Description of the task ▸
Report every line of the records that contains the string "strawberry", copying each line in full. Case counts.

Given records ▸
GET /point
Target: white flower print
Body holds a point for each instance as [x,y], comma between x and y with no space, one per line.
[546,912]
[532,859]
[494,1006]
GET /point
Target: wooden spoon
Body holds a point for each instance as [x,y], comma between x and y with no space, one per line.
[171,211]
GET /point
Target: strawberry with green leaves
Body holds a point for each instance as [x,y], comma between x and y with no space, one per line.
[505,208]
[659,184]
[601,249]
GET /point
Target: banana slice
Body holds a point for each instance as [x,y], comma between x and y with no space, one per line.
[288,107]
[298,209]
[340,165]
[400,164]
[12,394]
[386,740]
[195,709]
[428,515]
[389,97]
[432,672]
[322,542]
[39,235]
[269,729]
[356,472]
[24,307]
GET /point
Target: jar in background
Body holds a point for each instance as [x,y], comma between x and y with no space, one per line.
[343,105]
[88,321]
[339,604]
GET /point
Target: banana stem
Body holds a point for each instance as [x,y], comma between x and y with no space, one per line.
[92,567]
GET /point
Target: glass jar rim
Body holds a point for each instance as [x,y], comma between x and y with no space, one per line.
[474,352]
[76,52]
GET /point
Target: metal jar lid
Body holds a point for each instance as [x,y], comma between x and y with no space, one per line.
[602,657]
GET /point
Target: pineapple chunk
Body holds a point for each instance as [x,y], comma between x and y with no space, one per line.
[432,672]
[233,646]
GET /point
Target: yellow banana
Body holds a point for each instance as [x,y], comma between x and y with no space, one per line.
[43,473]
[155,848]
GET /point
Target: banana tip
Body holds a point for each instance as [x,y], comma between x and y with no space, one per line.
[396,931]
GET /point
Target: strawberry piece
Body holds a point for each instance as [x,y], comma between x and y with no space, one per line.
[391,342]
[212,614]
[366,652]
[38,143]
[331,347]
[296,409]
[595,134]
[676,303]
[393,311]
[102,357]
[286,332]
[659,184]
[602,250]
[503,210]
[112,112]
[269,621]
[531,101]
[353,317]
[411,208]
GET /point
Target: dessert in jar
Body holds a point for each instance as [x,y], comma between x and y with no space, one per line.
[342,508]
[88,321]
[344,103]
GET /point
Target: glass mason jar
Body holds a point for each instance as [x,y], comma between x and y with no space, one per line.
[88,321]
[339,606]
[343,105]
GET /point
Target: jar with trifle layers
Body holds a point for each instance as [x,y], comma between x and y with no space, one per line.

Answer for this exercise ▸
Target: strawberry with green leaves
Target: strawberry piece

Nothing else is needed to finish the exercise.